◆ **Extrait du document**

▼

En effet, au bout de l’allée nous faisons face à une grille. Et derrière cette grille se trouve une vaste friche. C’est le site que l’on appelle maintenant « l’îlot Carton Tassigny », et qui s’étend sur plusieurs hectares, et dont une partie longe notre allée. Concrètement on y trouve un grand hangar recouvert de graffitis, des parkings envahis par les herbes folles, et un peu plus loin derrière une série d’Algeco qui sont encore en fonction et accueillent une partie des locaux du Cerema : le Centre d’études sur les risques, l’environnement, la mobilité et l’aménagement, qui très schématiquement héberge des fonctionnaires de l’équipement qui réfléchissent à nos routes et à nos transports de demain.

Sur place, et derrière les grilles que nous n’avons osé franchir, difficile de savoir quel fut le passé de l’imposant hangar qui nous fait face. On y remarque néanmoins ce qui ressemble à une fosse à vidange, laissant imaginer un dépôt de bus abandonné, mais nous n’avons pas d’autres indices… Pierre-Louis nous signale néanmoins que dans un passé encore récent, ce hangar servait de stockage aux décors du Grand Théâtre. L’envers du décor de carte postale de la Place de la Comédie a donc longtemps été ici, sous le regard de l’allée Balzac, bien loin des lumières des Diderot, Voltaire et Montesquieu se pavanant dans le Triangle d’Or.

▲

◆ **Consignes**
Retapez le passage de l'extrait sur l'îlot Carton Tassigny qui commence aux mots « Sur place, et » et s'arrête après les mots « le Triangle d’Or. ». Les lignes ci-dessous proviennent d'une autre source que l'extrait.

◆ **Exemples d'étiquetage de points**
▼

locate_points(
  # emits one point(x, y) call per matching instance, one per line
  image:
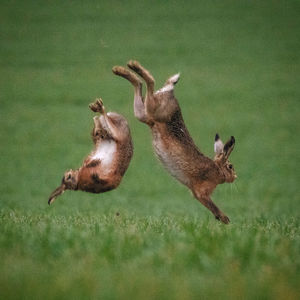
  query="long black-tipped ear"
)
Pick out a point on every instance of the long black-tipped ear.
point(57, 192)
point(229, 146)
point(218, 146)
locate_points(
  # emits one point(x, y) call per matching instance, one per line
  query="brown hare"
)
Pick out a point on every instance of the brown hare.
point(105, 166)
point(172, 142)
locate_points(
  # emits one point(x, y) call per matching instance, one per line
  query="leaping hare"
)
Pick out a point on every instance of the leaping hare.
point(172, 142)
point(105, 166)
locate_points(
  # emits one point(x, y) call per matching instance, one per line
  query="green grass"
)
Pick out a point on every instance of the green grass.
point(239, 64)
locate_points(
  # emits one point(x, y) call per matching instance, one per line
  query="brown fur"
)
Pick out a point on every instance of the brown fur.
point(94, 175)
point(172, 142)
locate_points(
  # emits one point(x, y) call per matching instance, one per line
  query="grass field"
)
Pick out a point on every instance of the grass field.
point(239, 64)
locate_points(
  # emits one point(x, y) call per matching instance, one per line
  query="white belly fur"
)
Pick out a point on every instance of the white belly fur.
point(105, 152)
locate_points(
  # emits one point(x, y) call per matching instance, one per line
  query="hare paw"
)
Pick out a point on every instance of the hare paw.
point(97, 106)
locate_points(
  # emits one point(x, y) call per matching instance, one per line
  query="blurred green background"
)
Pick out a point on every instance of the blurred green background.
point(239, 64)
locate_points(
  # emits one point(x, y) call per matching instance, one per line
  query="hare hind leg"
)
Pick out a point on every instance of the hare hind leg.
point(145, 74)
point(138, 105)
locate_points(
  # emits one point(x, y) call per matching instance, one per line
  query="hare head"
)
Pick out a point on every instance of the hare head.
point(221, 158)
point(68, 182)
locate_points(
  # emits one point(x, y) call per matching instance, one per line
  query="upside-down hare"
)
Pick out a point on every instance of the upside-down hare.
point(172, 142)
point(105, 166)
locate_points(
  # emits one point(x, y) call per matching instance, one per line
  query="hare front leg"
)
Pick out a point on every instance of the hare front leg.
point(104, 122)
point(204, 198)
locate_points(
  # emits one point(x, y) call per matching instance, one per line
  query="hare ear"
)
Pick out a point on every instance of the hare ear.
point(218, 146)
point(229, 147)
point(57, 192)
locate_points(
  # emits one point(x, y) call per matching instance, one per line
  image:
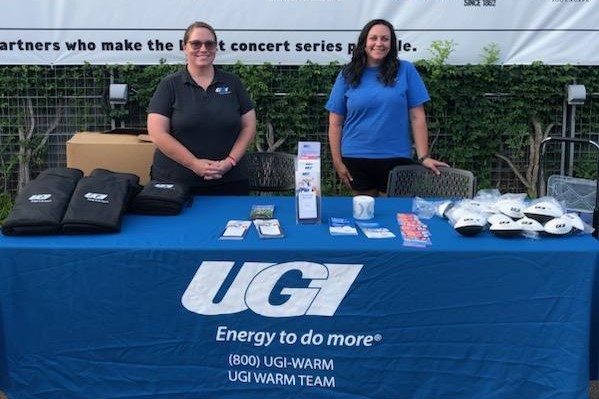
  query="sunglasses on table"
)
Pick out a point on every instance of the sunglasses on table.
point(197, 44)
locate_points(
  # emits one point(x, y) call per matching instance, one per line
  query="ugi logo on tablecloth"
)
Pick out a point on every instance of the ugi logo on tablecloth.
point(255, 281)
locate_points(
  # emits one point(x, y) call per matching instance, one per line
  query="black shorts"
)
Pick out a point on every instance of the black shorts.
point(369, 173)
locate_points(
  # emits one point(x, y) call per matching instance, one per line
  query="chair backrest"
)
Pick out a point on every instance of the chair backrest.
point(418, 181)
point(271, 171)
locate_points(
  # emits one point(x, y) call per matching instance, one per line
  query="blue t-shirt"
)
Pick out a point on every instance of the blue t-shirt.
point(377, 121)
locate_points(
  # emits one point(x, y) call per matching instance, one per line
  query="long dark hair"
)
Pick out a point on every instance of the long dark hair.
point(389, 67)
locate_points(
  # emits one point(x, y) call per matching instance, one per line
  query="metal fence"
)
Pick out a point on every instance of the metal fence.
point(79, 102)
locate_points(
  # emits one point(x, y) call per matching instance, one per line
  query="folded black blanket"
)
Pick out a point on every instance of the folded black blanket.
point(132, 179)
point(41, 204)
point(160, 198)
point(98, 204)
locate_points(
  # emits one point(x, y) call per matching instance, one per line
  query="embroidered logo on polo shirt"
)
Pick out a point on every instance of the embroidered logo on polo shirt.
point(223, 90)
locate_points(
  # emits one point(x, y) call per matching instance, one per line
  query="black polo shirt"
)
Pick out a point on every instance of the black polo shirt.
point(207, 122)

▲

◆ **Exercice corrigé**
Sur place, et derrière les grilles que nous n’avons osé franchir, difficile de savoir quel fut le passé de l’imposant hangar qui nous fait face. On y remarque néanmoins ce qui ressemble à une fosse à vidange, laissant imaginer un dépôt de bus abandonné, mais nous n’avons pas d’autres indices… Pierre-Louis nous signale néanmoins que dans un passé encore récent, ce hangar servait de stockage aux décors du Grand Théâtre. L’envers du décor de carte postale de la Place de la Comédie a donc longtemps été ici, sous le regard de l’allée Balzac, bien loin des lumières des Diderot, Voltaire et Montesquieu se pavanant dans le Triangle d’Or.